→ WHAT THE EXERCISE ASKS
Your task is to reproduce exactly the lines that run from the beginning of the data through the line where "[[352, 316], [463, 135]]" appears.

→ THE RECORDS
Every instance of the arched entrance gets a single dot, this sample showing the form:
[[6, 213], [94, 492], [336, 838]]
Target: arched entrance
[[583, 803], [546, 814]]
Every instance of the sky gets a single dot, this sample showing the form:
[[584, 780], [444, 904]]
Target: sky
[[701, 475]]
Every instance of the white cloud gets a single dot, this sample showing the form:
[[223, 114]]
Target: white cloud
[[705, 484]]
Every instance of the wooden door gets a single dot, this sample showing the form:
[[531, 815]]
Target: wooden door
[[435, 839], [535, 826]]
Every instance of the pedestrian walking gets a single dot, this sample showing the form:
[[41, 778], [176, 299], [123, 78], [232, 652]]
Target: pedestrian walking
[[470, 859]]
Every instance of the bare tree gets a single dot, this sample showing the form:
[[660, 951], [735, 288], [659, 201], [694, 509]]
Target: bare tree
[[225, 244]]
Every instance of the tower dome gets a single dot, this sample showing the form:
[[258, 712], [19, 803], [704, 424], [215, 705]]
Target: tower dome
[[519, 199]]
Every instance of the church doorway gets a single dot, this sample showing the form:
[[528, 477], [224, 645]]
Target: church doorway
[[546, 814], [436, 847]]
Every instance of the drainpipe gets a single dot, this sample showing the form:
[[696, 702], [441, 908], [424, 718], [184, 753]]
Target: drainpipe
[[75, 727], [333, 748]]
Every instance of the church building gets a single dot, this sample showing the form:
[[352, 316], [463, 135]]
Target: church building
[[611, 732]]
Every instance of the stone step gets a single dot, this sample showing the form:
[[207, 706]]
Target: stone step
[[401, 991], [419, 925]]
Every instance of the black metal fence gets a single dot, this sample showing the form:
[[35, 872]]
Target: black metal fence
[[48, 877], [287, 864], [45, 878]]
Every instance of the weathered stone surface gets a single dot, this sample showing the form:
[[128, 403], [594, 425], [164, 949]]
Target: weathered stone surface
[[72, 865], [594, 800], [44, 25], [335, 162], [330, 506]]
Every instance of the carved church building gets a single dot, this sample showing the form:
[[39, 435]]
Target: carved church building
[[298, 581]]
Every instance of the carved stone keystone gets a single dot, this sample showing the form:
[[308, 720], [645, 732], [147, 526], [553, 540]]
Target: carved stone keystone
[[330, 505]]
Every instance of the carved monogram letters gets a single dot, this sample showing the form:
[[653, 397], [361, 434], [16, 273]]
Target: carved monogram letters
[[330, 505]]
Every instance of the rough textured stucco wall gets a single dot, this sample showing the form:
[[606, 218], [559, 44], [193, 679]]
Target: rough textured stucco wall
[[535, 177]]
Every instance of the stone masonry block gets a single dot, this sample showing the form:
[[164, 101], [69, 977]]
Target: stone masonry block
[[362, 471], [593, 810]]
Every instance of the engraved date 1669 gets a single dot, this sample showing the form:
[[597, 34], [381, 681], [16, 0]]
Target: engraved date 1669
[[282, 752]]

→ RESPONSE FOR THIS EXERCISE
Every instance of the arched entrance gets a single dot, this sample showing the form:
[[6, 213], [94, 492], [336, 838]]
Target: arched entrance
[[583, 803], [546, 814]]
Every instance of the sky gets a single dot, this sample showing the form:
[[584, 780], [444, 904]]
Target: sky
[[701, 475]]
Every instance of the white cloud gets a single dot, this sample showing the form:
[[223, 114]]
Target: white cloud
[[705, 484]]
Every instance of the wooden door gets a single dot, this sample showing the form:
[[531, 815]]
Target: wooden door
[[435, 839], [535, 826]]
Every instance of the pedestrian walking gets a single dot, this sample showing the form:
[[41, 778], [176, 299], [123, 78], [232, 652]]
Target: pedestrian walking
[[470, 859]]
Every instance of the bare tree gets a single dot, this sample showing the form:
[[660, 951], [735, 288], [659, 201], [694, 509]]
Target: bare tree
[[225, 244]]
Every instance of the tower dome gets a single dot, this sample showing the form:
[[258, 712], [19, 803], [704, 424], [215, 705]]
Target: tower dome
[[519, 199]]
Every instance of the church doorway gets a single dot, this sample showing the form:
[[528, 477], [224, 645]]
Target: church doorway
[[546, 814], [436, 847]]
Every instance of the drainpipe gets a single dot, this sample showing the form:
[[696, 702], [441, 908], [424, 718], [184, 753]]
Target: drainpipe
[[75, 727], [333, 748]]
Every instance of the church building gets a single dot, this sample showing the form:
[[352, 316], [463, 135]]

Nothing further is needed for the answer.